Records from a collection
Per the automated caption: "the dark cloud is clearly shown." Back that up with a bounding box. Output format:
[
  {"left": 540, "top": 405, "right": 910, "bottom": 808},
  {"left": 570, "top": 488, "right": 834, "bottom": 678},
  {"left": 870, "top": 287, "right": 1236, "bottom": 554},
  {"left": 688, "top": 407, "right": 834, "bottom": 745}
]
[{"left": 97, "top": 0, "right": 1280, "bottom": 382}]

__Short problem__
Please reproduce every line of the records above word for word, with no changes.

__Output below__
Per the automated caption: "the dark cloud is clearly shown." Back that up with a bounding box. Output format:
[
  {"left": 540, "top": 405, "right": 910, "bottom": 808},
  {"left": 570, "top": 488, "right": 834, "bottom": 678},
  {"left": 870, "top": 287, "right": 1236, "bottom": 554},
  {"left": 688, "top": 407, "right": 834, "bottom": 745}
]
[{"left": 97, "top": 0, "right": 1280, "bottom": 382}]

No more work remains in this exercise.